**FRAGMENT:**
┌──
Hieruit kan vaststaan, wat onder de opening van de baarmoeder in de geestelijke zin wordt verstaan.
De engelen, die alleen in geestelijke ideeën zijn, verstaan niets anders daaronder.
Wat de baarmoeder is en ook wat in de baarmoeder zijn en van de baarmoeder uitgaan, zie de nrs. 3293, 3294, 3967, 4904, 4918, 4931, 5052, 5054, 6433.
Omdat met de baarmoeder die dingen worden aangeduid, wordt daarom de Heer in het Woord de Formeerder van de baarmoeder af genoemd, dat wil zeggen, de Wederverwekker, zoals bij Jesaja: ‘Zo zei Jehovah, uw Maker en uw Formeerder van de baarmoeder af; Hij helpt u: Vrees niet, o Mijn knecht Jakob en Jesjurun, die Ik uitverkoren heb; omdat Ik water zal uitgieten op het dorstende en beken op het droge; Ik zal Mijn geest uitgieten op uw zaad en zegen op uw geborenen’, (Jesaja 44:2,3).
De Heer wordt Maker en Formeerder van de baarmoeder af genoemd, omdat Hij de mens wederverwekt en van natuurlijk geestelijk maakt.
Omdat de wederverwekking plaatsvindt door het ware en het goede, wordt daarom gezegd, dat Hij water zal uitgieten op de dorstende en de geest op diens zaad; met het water immers wordt het ware aangeduid, dat van het geloof is, nrs. 2702, 3058, 3424, 4976, 5668, 7307 en met de geest het goede, dat van de naastenliefde is; eender als met het water bij Johannes: ‘Jezus zei tot Nicodemus: Voorwaar, voorwaar zeg Ik u: Tenzij dat iemand opnieuw wordt verwekt, hij kan het koninkrijk Gods niet zien. Nicodemus zei tot Hem: Hoe kan een mens verwekt worden wanneer hij oud is; kan hij ook andermaal in de baarmoeder van zijn moeder komen. Jezus antwoordde: Voorwaar, voorwaar zeg Ik u: Zo iemand niet verwekt zal zijn geweest uit water en geest, hij kan in het koninkrijk Gods niet ingaan. Hetgeen geboren is uit vlees, is vlees, maar hetgeen verwekt is uit de geest, is geest. Zijt gij een meester in Israël en kent gij dit niet?’, (Johannes 3:3-6, 10).
└──
**OPDRACHT 1:**
Beantwoord aan de hand van het fragment:
(a) Hoe wordt de Heer in het Woord genoemd, omdat met de baarmoeder die dingen worden aangeduid?
(b) Wat wordt volgens het fragment met het water aangeduid?
(c) Wat kan iemand volgens de woorden van Jezus niet, als hij niet verwekt is uit water en geest?

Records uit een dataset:
┌──
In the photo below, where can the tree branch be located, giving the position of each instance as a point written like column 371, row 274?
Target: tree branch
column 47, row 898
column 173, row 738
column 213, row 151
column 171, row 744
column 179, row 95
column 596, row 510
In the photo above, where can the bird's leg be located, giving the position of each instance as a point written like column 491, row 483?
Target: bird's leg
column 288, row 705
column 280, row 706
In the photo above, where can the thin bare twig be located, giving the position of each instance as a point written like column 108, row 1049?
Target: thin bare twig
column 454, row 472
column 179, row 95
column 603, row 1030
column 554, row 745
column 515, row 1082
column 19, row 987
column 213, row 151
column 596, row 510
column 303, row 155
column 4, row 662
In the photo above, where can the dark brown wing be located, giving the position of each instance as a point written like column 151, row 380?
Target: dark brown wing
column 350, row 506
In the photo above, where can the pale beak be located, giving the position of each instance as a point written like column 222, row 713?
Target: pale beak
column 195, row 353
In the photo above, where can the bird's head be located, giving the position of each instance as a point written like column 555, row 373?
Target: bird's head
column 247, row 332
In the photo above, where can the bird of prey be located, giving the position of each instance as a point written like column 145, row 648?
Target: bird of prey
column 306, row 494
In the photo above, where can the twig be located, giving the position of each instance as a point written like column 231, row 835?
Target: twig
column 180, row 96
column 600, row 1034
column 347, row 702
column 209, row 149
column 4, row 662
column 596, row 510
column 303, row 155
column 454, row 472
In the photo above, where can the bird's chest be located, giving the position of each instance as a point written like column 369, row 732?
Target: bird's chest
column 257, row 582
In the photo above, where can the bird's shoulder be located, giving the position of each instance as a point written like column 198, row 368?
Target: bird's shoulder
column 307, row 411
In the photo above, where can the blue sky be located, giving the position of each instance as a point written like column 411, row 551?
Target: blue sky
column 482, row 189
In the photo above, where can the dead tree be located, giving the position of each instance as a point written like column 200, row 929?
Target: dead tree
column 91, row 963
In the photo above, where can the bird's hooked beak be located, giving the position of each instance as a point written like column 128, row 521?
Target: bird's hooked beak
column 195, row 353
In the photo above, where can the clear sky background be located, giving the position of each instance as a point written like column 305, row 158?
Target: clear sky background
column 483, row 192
└──
**OPDRACHT 2:** Herschrijf in de records het stuk vanaf het begin tot en met de regel die "column 280, row 706" bevat als een JSON-lijst van strings, met één string per regel en zonder lege regels.

**UITWERKING 1:**
(a) De Formeerder van de baarmoeder af, dat wil zeggen, de Wederverwekker.
(b) Het ware, dat van het geloof is.
(c) Hij kan in het koninkrijk Gods niet ingaan.

**UITWERKING 2:**
[
  "In the photo below, where can the tree branch be located, giving the position of each instance as a point written like column 371, row 274?",
  "Target: tree branch",
  "column 47, row 898",
  "column 173, row 738",
  "column 213, row 151",
  "column 171, row 744",
  "column 179, row 95",
  "column 596, row 510",
  "In the photo above, where can the bird's leg be located, giving the position of each instance as a point written like column 491, row 483?",
  "Target: bird's leg",
  "column 288, row 705",
  "column 280, row 706"
]